They had met the situation with tolerance and management of the demonic among them. Now the power of God comes to their community and disturbs that way of life. Even when it is for good, power that can neither be calculated nor managed is frightening. What will God do next in our community? One is reminded of the fear created by Easter. The resurrection is scary. Those first witnesses trembled and fainted with fear. What would we do?
How much does God ask of us toward reconciliation?
As for economic loss, it remains the case that the impact of Jesus Christ affects any community’s economy. The embrace of the Gospel influences patterns of getting and spending. The Gerasenes are not praising God that a man is healed; they are counting the cost and finding it too much. Such was Paul’s experience in Philippi and in Ephesus as well (Act 19:18-34): powerful economic forces array themselves against the good news. It remains so today, and being asked to leave by persons you seek to help is a pain unlike any other. (Fred Craddock)

• **Dataset entries**:
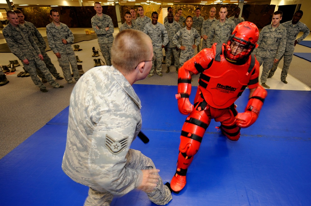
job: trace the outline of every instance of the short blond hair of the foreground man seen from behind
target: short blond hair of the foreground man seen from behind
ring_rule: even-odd
[[[125,29],[114,38],[111,48],[111,63],[115,68],[131,73],[140,62],[149,61],[151,38],[142,31]]]

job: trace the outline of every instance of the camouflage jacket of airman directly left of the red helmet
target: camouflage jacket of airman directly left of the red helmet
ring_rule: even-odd
[[[234,28],[234,21],[230,19],[226,19],[223,26],[220,26],[220,20],[214,21],[210,27],[209,34],[207,35],[207,47],[211,47],[215,42],[218,44],[227,43]]]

• **Using the information**:
**A.** Answer these questions about the commentary on the Gerasenes, marking each answer to match its question:
(i) What did the first witnesses of the resurrection do, according to the text?
(ii) Instead of praising God that a man is healed, what are the Gerasenes doing?
(iii) In which two places did Paul have a similar experience?
**B.** Write the next part of the commentary on the Gerasenes, continuing after its final sentence.
The items play no part in what is asked here.

• **List of answers**:
**A.**
(i) They trembled and fainted with fear.
(ii) They are counting the cost and finding it too much.
(iii) Philippi and Ephesus.

**B.**
How can we love like Theo Van Gogh loved his difficult and challenging brother? Are we lost in the mire of racism and fear in a violent and turbulent world? No. Because we are sealed as Christ’s own forever in our Baptism. We have Jesus. We have the love and grace of God who moves in and through us. And not even the violence such as the families of the nine victims of unspeakable violence at Mother Emanuel four years ago can take that away.
But the most important good news here is that we are not trapped or frozen or even limited by fear or economics. Nothing can keep us from practicing brotherly and sisterly love. Nothing can keep us from the love of God in Christ, as St. Paul put it in Romans 8. He was not talking about the love that we receive. He was talking about the love that flows - in us, through us and among us.
Our job is to get out in our community and see how that’s happening in our brothers and sisters in Christ in other churches in other ways than we might possibly imagine.
How much does God ask of us toward reconciliation? Everything. It says so just two chapters later in Luke: With all of our hearts and all of our souls and all of our strength and all our minds. So go forth friends and “Love your neighbor as yourself.” (Luke 10:27)
Amen.
[1] The book was Lust for Life, a novelization of the life of Vincent van Gogh, written by Irving Stone in 1934.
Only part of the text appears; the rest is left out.